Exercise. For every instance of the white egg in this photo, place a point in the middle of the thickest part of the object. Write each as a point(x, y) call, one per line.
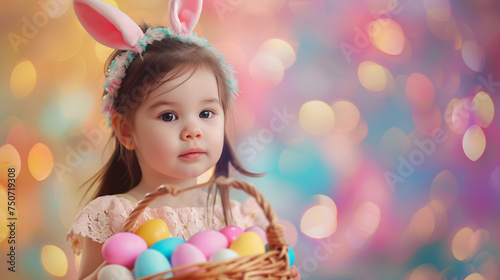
point(115, 272)
point(223, 255)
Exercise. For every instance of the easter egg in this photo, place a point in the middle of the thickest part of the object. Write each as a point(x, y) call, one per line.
point(247, 244)
point(167, 246)
point(114, 272)
point(223, 255)
point(123, 248)
point(208, 241)
point(151, 262)
point(231, 233)
point(153, 231)
point(258, 230)
point(186, 254)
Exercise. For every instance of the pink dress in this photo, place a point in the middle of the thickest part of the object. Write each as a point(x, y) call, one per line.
point(106, 215)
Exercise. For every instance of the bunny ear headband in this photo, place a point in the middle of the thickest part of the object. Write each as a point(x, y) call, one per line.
point(113, 28)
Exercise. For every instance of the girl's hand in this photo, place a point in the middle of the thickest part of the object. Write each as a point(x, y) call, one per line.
point(295, 273)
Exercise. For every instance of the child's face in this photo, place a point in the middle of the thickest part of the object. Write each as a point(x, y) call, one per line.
point(179, 133)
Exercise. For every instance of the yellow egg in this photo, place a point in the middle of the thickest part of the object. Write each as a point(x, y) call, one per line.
point(153, 231)
point(247, 244)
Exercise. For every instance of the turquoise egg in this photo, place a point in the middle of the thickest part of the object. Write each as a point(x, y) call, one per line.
point(290, 253)
point(151, 262)
point(167, 246)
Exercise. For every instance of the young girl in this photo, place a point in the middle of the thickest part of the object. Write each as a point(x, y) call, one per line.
point(167, 96)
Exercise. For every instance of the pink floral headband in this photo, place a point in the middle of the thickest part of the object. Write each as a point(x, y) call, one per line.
point(111, 27)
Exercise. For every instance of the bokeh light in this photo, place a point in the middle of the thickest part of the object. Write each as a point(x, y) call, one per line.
point(475, 276)
point(425, 271)
point(474, 142)
point(387, 36)
point(419, 91)
point(54, 260)
point(316, 117)
point(279, 49)
point(364, 224)
point(71, 73)
point(23, 79)
point(10, 159)
point(484, 108)
point(76, 105)
point(266, 69)
point(428, 121)
point(373, 76)
point(3, 212)
point(473, 55)
point(320, 220)
point(460, 245)
point(423, 223)
point(40, 161)
point(61, 50)
point(445, 189)
point(346, 116)
point(292, 163)
point(290, 232)
point(392, 141)
point(102, 52)
point(438, 9)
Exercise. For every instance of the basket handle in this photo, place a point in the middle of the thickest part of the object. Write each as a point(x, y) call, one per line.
point(274, 231)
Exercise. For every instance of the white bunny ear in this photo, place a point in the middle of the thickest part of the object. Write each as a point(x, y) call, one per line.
point(183, 15)
point(108, 25)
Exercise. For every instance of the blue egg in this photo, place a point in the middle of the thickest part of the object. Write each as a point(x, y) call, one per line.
point(167, 246)
point(151, 262)
point(291, 255)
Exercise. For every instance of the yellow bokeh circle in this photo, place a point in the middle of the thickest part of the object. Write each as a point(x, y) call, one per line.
point(54, 260)
point(316, 117)
point(40, 161)
point(23, 79)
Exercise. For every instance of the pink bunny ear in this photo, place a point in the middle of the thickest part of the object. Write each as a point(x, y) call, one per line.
point(183, 15)
point(108, 25)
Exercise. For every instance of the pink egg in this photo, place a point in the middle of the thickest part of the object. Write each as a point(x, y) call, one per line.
point(231, 233)
point(209, 242)
point(186, 254)
point(259, 231)
point(123, 248)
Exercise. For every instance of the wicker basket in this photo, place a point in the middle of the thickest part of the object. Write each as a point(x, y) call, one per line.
point(274, 264)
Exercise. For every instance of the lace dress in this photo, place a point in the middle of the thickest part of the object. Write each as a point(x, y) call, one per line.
point(106, 215)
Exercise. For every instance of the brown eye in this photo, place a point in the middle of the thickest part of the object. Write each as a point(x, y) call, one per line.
point(168, 117)
point(206, 114)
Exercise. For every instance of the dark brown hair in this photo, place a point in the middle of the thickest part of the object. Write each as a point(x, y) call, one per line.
point(168, 58)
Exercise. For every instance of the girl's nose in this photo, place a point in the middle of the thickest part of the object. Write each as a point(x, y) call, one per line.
point(191, 132)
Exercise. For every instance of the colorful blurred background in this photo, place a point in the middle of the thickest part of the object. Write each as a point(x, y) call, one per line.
point(374, 120)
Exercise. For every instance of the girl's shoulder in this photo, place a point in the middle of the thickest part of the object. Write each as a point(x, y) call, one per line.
point(99, 219)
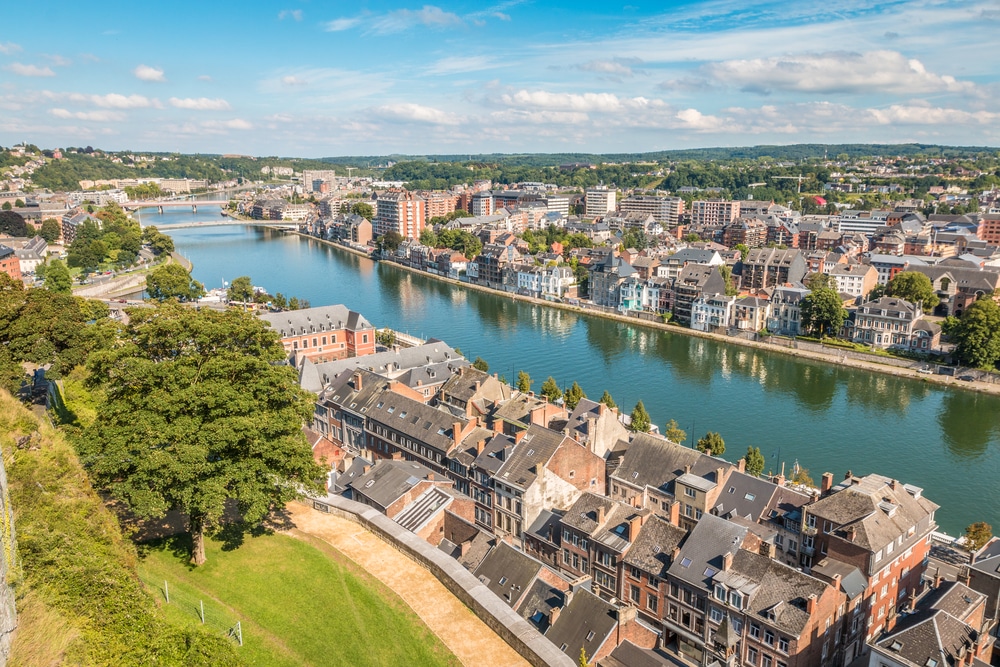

EXERCISE DIRECTIONS:
Retype the records in full, exactly as given, and omit the pictures.

ANSWER TO THIS PROBLEM:
Exercise. For every instance of the white egg in this photo, place a point in the middle of the thickest part of the object. Write each as a point(x, y) call, one per line.
point(115, 272)
point(223, 255)
Exercise. For every instance of the easter egg in this photo, place a point in the middle of the thickest part of the object. Write each as a point(x, y) call, one per line.
point(247, 244)
point(167, 246)
point(114, 272)
point(223, 255)
point(123, 248)
point(208, 241)
point(151, 262)
point(231, 233)
point(153, 231)
point(258, 230)
point(186, 254)
Exercise. For every instance of the pink dress in this photo, place a point in the middle of the thickest part of the object. Write each as a point(x, y) call, one per line.
point(106, 215)
Exercise. For every instance of the bunny ear headband in this photo, place a point in the middle of the thickest part of the object. Write each as a point(x, y) call, one per line.
point(113, 28)
Exercise. For every instance of the girl's hand in this photo, place a point in the middle of the thickest part of the object. Write each as a point(x, y) call, one per line.
point(295, 273)
Exercise. For every instance of the child's face in this photo, place a point in the middle of the thickest part of the object. Write each as a point(x, y) call, one per line.
point(179, 133)
Exercise. For every instance of the yellow egg in this photo, place a point in the middle of the thickest part of the object. Write each as a point(x, y) call, one per line.
point(153, 231)
point(247, 244)
Exercise. For every instance of the turquoise egg in this photo, place a point in the middle of the thickest part of the object. Write each as a point(x, y) call, one per line.
point(290, 253)
point(151, 262)
point(167, 246)
Exercise. For every instance of the young girl in this photo, place a point in the middle of the thickest part of the object. Write each as a point(x, y) call, one per line.
point(167, 96)
Exercise. For every instance of the pink floral headband in this photo, place a point in the middle of the thickest part of the object. Write each as a point(x, y) call, one per line.
point(111, 27)
Exercise. For every instance of the bokeh light in this photo, place a point in the middle of the thickest part of the object. Write each as a point(x, y) call, one per line.
point(475, 276)
point(425, 271)
point(474, 142)
point(387, 36)
point(419, 91)
point(54, 260)
point(316, 117)
point(279, 49)
point(364, 224)
point(71, 73)
point(23, 79)
point(10, 159)
point(484, 108)
point(76, 105)
point(266, 69)
point(428, 121)
point(373, 76)
point(3, 212)
point(473, 55)
point(320, 220)
point(460, 245)
point(423, 223)
point(40, 161)
point(61, 50)
point(445, 189)
point(346, 116)
point(292, 163)
point(290, 232)
point(392, 141)
point(102, 52)
point(438, 9)
Exercise. For every instance of the basket handle in this photo, place a point in the middle of the thickest part of the object. Write each as a point(x, y) call, one per line.
point(274, 231)
Exercise. For every instance of the white bunny ear in this photo, place a point in the middle of the thickest part of the object. Write each as a point(x, y) call, one per line.
point(183, 15)
point(108, 25)
Exercise. For every instance of the blue egg in this photo, place a point in the middle of the thickest part of the object. Write each as a point(x, y) call, one per line.
point(167, 246)
point(151, 262)
point(291, 255)
Exercise. For every instance of the yellow bokeh circle in this photo, place a point in the middle of the thickest part of the object. Write each as a point(x, y) call, one per line.
point(54, 260)
point(316, 117)
point(40, 161)
point(23, 79)
Exercise. For every instance of the pink bunny ear in this photo, place a point in the middle of the thickest part of the object. Write each as a point(x, y) call, one per line.
point(183, 15)
point(108, 25)
Exercise. For every instance of the pink egg in this photo, place a point in the middle of the thickest part of the object. Write each as a point(x, y) call, one per line.
point(231, 233)
point(209, 242)
point(186, 254)
point(259, 231)
point(123, 248)
Exercise. For every instance of the wicker basket in this photo, place a point in the middle of the thickest part of the object. Write each as a point(x, y) call, one per line.
point(274, 264)
Exercise. For every instance of the lace dress in this photo, place a point in the middle of the thickest part of the object. Write each as a point(x, y) call, one per line.
point(106, 215)
Exercise. For every instance of the brown eye in this photo, place a point in the middle of the thickest part of the object. Write each as a point(x, y) call, one per line.
point(168, 117)
point(206, 114)
Exercise. For every instance of the dark brown hair in this photo, place a point in the middle of the thickest part of the object. Write each as a point(x, y) call, one per line.
point(168, 58)
Exercise. For every instance of the girl's nose in this photo, place a point in the middle of the thickest part of the object. Write each as a point(x, y) call, one per line.
point(191, 132)
Exercise. For every instance of the colorful blurred background in this photo, place a point in the middle of the thickest part of the object. Write each as a point(x, y) call, one per line.
point(374, 120)
Exercise. For every instance of the girl's shoulder in this photo, place a point in the middle of the thickest part of the object. Write each as a point(x, y) call, one per line.
point(99, 219)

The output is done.